▶ [Dados do exercício]
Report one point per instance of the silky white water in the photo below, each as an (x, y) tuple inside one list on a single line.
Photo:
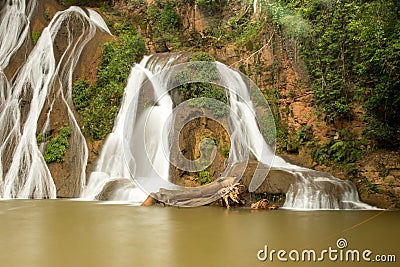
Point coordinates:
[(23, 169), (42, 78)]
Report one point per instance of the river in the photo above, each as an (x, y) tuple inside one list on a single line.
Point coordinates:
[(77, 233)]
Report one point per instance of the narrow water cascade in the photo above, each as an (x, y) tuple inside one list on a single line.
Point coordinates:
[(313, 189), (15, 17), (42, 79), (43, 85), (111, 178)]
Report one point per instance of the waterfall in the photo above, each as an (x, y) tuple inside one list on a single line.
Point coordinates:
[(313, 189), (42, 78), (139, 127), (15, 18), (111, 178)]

---

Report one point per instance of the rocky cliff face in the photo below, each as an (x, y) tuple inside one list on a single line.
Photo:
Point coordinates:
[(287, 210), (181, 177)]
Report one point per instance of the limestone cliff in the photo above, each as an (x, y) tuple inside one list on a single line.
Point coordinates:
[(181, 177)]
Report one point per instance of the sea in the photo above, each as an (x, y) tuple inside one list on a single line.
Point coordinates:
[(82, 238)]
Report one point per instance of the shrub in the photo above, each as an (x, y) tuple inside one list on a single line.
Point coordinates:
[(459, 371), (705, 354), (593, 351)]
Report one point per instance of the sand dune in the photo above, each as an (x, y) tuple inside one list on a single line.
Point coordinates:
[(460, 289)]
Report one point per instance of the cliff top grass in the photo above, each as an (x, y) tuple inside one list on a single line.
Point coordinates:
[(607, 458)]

▶ [O exercício] Passe para uma tabela em Markdown as linhas do material acima, começando pela linha com "Report one point per instance of the silky" e indo até a linha com "[(313, 189), (42, 78), (139, 127), (15, 18), (111, 178)]", com a coluna "Nº" para o número de cada linha e a coluna "Texto" para a linha, sem as linhas em branco. Deixe as imagens de fora da resposta.

▶ [Solução]
| Nº | Texto |
|---|---|
| 1 | Report one point per instance of the silky white water in the photo below, each as an (x, y) tuple inside one list on a single line. |
| 2 | Photo: |
| 3 | Point coordinates: |
| 4 | [(23, 169), (42, 78)] |
| 5 | Report one point per instance of the river in the photo above, each as an (x, y) tuple inside one list on a single line. |
| 6 | Point coordinates: |
| 7 | [(77, 233)] |
| 8 | Report one point per instance of the narrow water cascade in the photo above, each as an (x, y) tuple inside one list on a single line. |
| 9 | Point coordinates: |
| 10 | [(313, 189), (15, 17), (42, 79), (43, 85), (111, 178)] |
| 11 | Report one point per instance of the waterfall in the photo above, each as an (x, y) tuple inside one list on a single line. |
| 12 | Point coordinates: |
| 13 | [(313, 189), (42, 78), (139, 127), (15, 18), (111, 178)] |